[SOURCE INFORMATION]

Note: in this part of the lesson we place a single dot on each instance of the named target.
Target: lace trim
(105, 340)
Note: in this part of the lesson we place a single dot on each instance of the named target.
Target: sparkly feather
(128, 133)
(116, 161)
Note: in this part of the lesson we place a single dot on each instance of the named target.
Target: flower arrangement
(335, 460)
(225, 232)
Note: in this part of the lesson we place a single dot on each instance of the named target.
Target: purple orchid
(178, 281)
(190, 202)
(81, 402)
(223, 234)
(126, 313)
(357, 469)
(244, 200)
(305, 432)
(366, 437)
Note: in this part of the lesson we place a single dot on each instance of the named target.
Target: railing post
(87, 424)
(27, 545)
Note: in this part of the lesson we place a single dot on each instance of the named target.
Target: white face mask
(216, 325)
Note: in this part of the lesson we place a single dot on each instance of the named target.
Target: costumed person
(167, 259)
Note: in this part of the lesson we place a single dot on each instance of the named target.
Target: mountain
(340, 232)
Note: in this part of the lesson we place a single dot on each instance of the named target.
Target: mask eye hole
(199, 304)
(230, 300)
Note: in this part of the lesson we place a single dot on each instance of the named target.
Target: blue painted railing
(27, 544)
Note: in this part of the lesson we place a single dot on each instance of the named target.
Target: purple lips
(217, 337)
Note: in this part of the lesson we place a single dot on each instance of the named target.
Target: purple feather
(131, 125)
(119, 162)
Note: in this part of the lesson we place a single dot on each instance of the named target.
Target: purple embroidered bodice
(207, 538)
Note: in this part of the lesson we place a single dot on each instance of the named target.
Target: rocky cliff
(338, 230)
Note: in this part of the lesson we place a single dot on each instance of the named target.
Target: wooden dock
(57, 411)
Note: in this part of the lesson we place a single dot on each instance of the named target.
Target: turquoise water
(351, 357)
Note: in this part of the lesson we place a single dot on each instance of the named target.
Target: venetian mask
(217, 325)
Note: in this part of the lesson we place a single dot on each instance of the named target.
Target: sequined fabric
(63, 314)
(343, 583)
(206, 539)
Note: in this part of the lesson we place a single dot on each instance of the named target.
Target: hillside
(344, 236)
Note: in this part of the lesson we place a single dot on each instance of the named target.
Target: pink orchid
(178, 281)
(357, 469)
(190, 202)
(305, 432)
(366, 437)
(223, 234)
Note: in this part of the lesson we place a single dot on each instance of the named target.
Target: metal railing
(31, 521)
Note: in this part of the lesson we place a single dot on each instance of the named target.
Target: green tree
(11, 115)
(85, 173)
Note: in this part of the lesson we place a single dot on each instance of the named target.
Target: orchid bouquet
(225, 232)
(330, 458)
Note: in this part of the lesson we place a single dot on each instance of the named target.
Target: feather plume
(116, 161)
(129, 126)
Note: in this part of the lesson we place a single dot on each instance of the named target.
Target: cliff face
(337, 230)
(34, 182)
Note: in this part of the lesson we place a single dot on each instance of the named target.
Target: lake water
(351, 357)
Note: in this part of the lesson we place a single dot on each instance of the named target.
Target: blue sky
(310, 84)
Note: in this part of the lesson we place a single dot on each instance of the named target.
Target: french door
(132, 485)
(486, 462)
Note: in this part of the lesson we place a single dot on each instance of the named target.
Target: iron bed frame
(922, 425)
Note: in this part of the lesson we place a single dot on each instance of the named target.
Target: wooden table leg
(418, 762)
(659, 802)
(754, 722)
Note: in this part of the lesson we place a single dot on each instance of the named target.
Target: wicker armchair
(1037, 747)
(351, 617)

[/SOURCE INFORMATION]

● **YOUR TASK**
Quote each line of the data above exactly as written.

● **TASK ANSWER**
Note: in this part of the lesson we place a single dot on each instance of the named target.
Target: lace trim
(105, 340)
Note: in this part of the lesson we place a single dot on each instance of the named target.
Target: sparkly feather
(128, 133)
(116, 161)
Note: in this part of the lesson we place a single dot on each instance of the named target.
Target: flower arrangement
(335, 460)
(225, 232)
Note: in this part of the lesson we place a single dot on each instance of the named target.
Target: purple orchid
(178, 281)
(190, 202)
(81, 402)
(223, 234)
(126, 313)
(357, 469)
(244, 200)
(305, 432)
(366, 437)
Note: in this part of the lesson we place a single dot on each instance of the named target.
Target: railing post
(87, 424)
(27, 545)
Note: in this part of the lesson we place a single dot on each instance of the named target.
Target: white face mask
(216, 325)
Note: in this part of the lesson we place a single dot on each instance of the named target.
Target: costumed person
(167, 259)
Note: in this part of the lesson we place a single dot on each instance of the named target.
Target: mountain
(340, 232)
Note: in this part of the lesson we place a single dot on each instance of the named target.
Target: mask eye hole
(199, 304)
(230, 300)
Note: in this part of the lesson we place a single dot on each instance of the named target.
Target: blue painted railing
(27, 544)
Note: in this part of the lesson we place a single dot on each instance of the named target.
Target: purple lips
(217, 337)
Note: in this part of the lesson we place a single dot on each instance of the named target.
Target: purple feather
(131, 125)
(119, 162)
Note: in this part of the lesson we place a single dot on each instance of the named target.
Target: purple embroidered bodice
(207, 538)
Note: in this part of the lesson we place a single dot on each instance of the named target.
Target: rocky cliff
(338, 230)
Note: in this part of the lesson we place a single dot on each instance of the named target.
Target: wooden dock
(57, 411)
Note: in this part of the lesson we place a single dot on each instance of the named target.
Target: turquoise water
(351, 357)
Note: in this part of the lesson we place a single dot on each instance of the named target.
Target: venetian mask
(217, 325)
Note: in this part of the lesson we place a single dot on each instance of the named target.
Target: sequined fabric
(63, 314)
(343, 583)
(206, 539)
Note: in this part of the lesson we place a single dot on each instance of the named target.
Target: hillside
(344, 236)
Note: in this part of the lesson we place a single dot on each instance of the named target.
Target: pink orchid
(178, 281)
(357, 469)
(190, 202)
(305, 432)
(366, 437)
(223, 234)
Note: in this part of the lesson we place a single dot on each instance of the named target.
Target: metal railing
(31, 521)
Note: in this part of the lesson we place a single dot on each instance of the named target.
Target: green tree
(11, 115)
(85, 173)
Note: in this part of the lesson we place a single dot on each instance of the named target.
Target: orchid bouquet
(225, 232)
(330, 458)
Note: in this part of the lesson we place a single dot on each instance of the named target.
Target: feather plume
(116, 161)
(129, 126)
Note: in this part of the lesson we place a single dot on each instance of the named target.
Target: cliff face
(337, 230)
(34, 182)
Note: in this part of the lesson we place a single dot on each instance of the named target.
Target: lake water
(351, 357)
Note: in this part of the lesson we place a single dot on each instance of the named target.
Target: blue sky
(310, 84)
Note: in this part of the lesson we place a single dot on each instance of the named target.
Target: french door
(132, 485)
(486, 462)
Note: in this part of the lesson we place a single dot on each instance of the named target.
Target: iron bed frame
(922, 425)
Note: in this part of the lesson we place a single dot on each instance of the named target.
Target: wooden table leg
(418, 762)
(659, 802)
(754, 722)
Note: in this part of the lesson we place a single dot on each instance of the named target.
Target: wicker armchair
(1037, 747)
(351, 617)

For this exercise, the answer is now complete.